§ Text block:
━━━━
Pension plan liabilities under Canadian, International and U.S. accounting standards are measured using a discount rate based on yields available on high-quality corporate bonds as of the measurement date. Using the same RATE:Link methodology as we use for the WTW Pension Index in other countries, the discount rate for our Canadian benchmark plan increased over the quarter by 24 basis points to 4.86% at March 31, 2024. Among other factors, the selected discount rate depends on projected plan cash flows, the bond data and the methodology utilized for constructing the yield curve. The RATE:Link approach represents one possible methodology; other acceptable methodologies may result in higher or lower discount rates, and consequently lower or higher plan liabilities.
WTW tracks the monthly change in its Pension Index in a series that dates to December 31, 2000. Like bond prices, pension liability values move in the opposite direction to interest rates. The WTW Pension Liability Index decreased by 2.2% for the quarter, reflecting the combined effect of interest accumulation and the benchmark discount rate change.
━━━━
§ Tasks to perform:
• a. According to the pension passage, what factors does the selected discount rate depend on?
• b. From the pension passage, reproduce word for word everything from "Pension plan liabilities" down to "higher plan liabilities.".
━━━━
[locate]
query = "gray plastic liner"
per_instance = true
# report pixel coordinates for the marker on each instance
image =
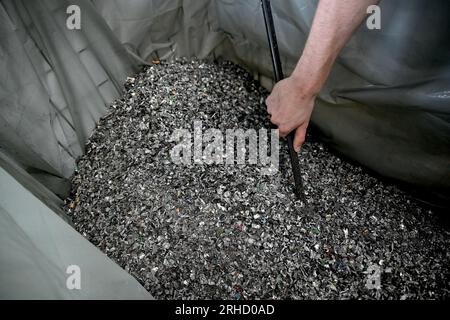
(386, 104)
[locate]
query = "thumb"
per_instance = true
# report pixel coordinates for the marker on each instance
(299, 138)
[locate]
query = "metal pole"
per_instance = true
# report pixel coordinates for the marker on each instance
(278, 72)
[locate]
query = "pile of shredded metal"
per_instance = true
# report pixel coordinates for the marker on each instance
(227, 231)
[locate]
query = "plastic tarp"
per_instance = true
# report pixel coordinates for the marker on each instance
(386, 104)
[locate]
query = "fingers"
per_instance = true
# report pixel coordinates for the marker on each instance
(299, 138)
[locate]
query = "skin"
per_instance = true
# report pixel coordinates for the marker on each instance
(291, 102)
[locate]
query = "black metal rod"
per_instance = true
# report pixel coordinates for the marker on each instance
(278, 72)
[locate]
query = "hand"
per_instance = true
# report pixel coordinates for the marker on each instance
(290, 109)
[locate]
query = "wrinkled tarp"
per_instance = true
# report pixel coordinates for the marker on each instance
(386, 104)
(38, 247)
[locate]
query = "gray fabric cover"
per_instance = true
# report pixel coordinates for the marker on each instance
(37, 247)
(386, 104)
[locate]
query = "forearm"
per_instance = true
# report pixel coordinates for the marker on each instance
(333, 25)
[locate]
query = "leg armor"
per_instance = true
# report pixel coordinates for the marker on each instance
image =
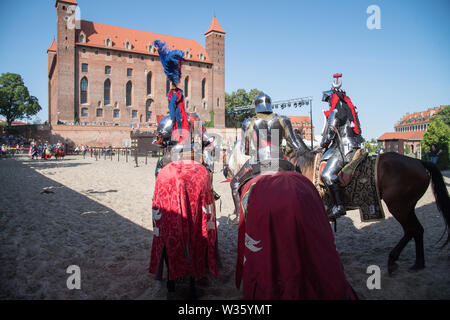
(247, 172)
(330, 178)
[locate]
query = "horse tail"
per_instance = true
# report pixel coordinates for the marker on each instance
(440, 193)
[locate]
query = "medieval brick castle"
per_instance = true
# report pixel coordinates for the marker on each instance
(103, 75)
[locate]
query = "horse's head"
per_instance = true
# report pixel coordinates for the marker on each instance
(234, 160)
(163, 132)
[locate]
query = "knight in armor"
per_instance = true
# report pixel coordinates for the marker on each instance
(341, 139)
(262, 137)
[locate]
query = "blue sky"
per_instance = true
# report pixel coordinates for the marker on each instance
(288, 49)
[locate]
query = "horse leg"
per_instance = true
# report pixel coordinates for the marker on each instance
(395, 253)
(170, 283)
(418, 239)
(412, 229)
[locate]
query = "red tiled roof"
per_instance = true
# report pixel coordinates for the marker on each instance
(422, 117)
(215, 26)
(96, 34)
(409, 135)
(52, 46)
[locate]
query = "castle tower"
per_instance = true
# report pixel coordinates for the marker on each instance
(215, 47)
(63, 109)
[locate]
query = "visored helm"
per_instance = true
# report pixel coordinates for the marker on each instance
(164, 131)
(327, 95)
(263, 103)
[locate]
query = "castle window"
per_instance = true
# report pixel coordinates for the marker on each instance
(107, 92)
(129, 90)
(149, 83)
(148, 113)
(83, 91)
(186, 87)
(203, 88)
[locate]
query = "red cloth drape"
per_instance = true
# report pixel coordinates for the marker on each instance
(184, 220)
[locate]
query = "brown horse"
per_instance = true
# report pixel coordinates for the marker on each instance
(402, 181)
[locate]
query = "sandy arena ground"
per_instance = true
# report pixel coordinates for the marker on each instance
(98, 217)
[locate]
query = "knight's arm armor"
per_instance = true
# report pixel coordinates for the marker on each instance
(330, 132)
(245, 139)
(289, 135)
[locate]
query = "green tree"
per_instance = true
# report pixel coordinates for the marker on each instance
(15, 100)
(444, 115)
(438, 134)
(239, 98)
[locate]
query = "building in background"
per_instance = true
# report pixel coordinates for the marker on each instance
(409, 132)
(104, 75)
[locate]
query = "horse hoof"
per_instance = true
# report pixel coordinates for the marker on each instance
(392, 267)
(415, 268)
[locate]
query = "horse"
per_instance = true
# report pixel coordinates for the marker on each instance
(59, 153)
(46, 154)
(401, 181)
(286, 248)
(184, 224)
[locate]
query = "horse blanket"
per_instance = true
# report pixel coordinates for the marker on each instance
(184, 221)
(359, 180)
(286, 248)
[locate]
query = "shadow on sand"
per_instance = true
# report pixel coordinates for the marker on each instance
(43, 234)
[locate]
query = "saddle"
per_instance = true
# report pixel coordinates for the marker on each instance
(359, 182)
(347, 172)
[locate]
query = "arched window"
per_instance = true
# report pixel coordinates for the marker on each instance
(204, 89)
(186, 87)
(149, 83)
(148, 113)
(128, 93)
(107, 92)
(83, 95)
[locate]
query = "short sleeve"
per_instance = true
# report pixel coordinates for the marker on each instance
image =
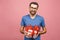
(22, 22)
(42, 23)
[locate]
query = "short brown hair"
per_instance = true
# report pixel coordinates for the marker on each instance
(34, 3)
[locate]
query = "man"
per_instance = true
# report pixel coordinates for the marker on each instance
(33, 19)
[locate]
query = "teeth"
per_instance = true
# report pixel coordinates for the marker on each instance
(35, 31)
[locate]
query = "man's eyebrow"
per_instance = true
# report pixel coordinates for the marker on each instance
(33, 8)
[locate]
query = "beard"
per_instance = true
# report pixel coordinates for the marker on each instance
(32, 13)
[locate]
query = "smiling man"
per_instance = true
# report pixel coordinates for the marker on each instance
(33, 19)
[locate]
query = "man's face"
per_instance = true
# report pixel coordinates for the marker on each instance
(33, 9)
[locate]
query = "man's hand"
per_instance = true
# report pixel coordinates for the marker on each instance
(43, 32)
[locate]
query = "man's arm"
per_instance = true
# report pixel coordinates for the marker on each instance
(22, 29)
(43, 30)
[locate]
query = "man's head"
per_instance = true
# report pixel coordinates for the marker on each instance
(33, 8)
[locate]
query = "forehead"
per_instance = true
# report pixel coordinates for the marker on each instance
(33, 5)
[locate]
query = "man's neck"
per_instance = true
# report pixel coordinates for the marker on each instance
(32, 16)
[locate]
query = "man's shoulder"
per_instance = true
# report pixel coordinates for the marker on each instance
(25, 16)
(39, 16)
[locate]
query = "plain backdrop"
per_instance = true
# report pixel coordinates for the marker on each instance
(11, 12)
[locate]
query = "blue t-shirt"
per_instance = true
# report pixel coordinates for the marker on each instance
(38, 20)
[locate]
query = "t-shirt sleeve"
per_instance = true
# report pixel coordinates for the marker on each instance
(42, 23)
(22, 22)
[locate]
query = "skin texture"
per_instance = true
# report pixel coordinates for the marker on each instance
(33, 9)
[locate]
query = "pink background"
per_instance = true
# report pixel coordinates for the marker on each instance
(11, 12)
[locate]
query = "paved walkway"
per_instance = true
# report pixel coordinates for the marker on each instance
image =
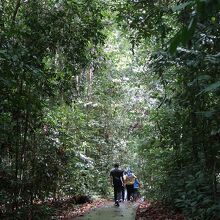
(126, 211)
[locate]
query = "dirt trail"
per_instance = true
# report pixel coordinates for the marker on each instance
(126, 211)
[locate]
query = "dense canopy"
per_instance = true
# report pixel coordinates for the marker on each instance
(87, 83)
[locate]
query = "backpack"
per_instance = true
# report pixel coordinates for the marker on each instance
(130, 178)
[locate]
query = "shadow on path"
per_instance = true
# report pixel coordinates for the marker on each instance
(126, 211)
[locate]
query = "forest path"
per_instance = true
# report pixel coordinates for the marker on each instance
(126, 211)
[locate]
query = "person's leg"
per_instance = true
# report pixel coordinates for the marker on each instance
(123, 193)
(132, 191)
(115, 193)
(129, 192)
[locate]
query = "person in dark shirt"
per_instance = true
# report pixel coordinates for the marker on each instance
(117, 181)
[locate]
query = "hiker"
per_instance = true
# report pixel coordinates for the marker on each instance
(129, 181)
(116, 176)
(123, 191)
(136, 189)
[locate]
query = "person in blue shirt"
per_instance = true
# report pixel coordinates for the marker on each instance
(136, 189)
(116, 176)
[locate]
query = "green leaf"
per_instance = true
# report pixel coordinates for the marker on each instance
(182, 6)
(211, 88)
━━━━
§ Outputs in order:
• a.
- projected plan cash flows
- the bond data
- the methodology utilized for constructing the yield curve

• b.
Pension plan liabilities under Canadian, International and U.S. accounting standards are measured using a discount rate based on yields available on high-quality corporate bonds as of the measurement date. Using the same RATE:Link methodology as we use for the WTW Pension Index in other countries, the discount rate for our Canadian benchmark plan increased over the quarter by 24 basis points to 4.86% at March 31, 2024. Among other factors, the selected discount rate depends on projected plan cash flows, the bond data and the methodology utilized for constructing the yield curve. The RATE:Link approach represents one possible methodology; other acceptable methodologies may result in higher or lower discount rates, and consequently lower or higher plan liabilities.